Lines of data:
--- BEGIN ---
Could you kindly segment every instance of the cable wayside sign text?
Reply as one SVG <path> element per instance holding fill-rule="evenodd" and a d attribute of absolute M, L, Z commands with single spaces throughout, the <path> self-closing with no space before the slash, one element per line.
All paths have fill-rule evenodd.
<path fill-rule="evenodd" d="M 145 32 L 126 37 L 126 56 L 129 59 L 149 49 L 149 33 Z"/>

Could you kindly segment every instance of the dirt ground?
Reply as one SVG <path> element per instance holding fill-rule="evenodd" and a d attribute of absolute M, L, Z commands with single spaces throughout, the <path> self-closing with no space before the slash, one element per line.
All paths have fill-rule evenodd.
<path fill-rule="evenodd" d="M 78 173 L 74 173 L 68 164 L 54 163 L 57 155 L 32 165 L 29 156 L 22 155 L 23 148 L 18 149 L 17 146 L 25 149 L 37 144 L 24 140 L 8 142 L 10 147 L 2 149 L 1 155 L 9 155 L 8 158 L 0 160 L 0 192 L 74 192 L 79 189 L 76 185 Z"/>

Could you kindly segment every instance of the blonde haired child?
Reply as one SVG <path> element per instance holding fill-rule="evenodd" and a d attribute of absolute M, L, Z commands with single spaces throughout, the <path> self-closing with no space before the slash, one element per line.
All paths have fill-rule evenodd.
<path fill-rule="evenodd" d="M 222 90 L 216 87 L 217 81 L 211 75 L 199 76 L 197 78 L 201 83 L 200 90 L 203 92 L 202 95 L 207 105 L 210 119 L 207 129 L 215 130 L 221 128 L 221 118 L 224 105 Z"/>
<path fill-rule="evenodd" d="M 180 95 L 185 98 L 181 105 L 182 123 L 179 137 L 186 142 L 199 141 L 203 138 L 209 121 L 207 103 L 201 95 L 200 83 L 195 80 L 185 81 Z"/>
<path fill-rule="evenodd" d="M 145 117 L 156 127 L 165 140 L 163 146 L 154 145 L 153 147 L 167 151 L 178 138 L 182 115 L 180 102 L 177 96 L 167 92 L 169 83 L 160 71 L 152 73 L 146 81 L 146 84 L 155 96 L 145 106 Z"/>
--- END ---
Aim: Rewrite all the entries above with "please" in place of every "kindly", keeping everything else unchanged.

Problem solution:
Could you please segment every instance of the cable wayside sign text?
Reply as one SVG <path> element per instance holding fill-rule="evenodd" and a d attribute of absolute M, L, Z commands with single spaces throughout, the <path> self-closing with no space before the slash, one element per line.
All paths have fill-rule evenodd.
<path fill-rule="evenodd" d="M 145 32 L 126 37 L 126 56 L 129 59 L 149 49 L 149 33 Z"/>

Could you please segment every instance of the dirt ground?
Reply as one SVG <path> element per instance holding fill-rule="evenodd" and a d attribute of absolute M, L, Z commands with single spaces throughout, the <path> self-closing with no space before the slash, one element per line.
All paths have fill-rule evenodd.
<path fill-rule="evenodd" d="M 78 173 L 74 173 L 68 164 L 54 163 L 57 155 L 32 165 L 29 156 L 22 155 L 23 148 L 18 149 L 17 146 L 25 149 L 37 144 L 24 140 L 8 142 L 10 147 L 2 149 L 1 155 L 9 155 L 8 158 L 0 160 L 0 192 L 74 192 L 79 189 L 76 185 Z"/>

Could you please segment every instance of the blonde haired child?
Reply as one SVG <path> element per instance holding fill-rule="evenodd" and a d attribute of absolute M, L, Z commands with single spaces throughout, the <path> self-closing with no space before the slash, one element per line.
All paths have fill-rule evenodd.
<path fill-rule="evenodd" d="M 222 90 L 216 87 L 217 81 L 211 75 L 199 76 L 197 78 L 201 83 L 200 90 L 203 92 L 202 95 L 207 105 L 210 119 L 207 129 L 215 130 L 221 128 L 221 118 L 224 105 Z"/>
<path fill-rule="evenodd" d="M 180 95 L 185 98 L 181 105 L 182 123 L 179 137 L 186 142 L 199 141 L 203 138 L 209 121 L 207 103 L 201 95 L 200 83 L 195 80 L 185 81 Z"/>
<path fill-rule="evenodd" d="M 145 117 L 156 127 L 165 140 L 163 146 L 154 145 L 153 147 L 167 151 L 178 138 L 182 115 L 180 102 L 177 96 L 167 92 L 169 83 L 160 71 L 152 73 L 146 81 L 146 84 L 155 96 L 145 106 Z"/>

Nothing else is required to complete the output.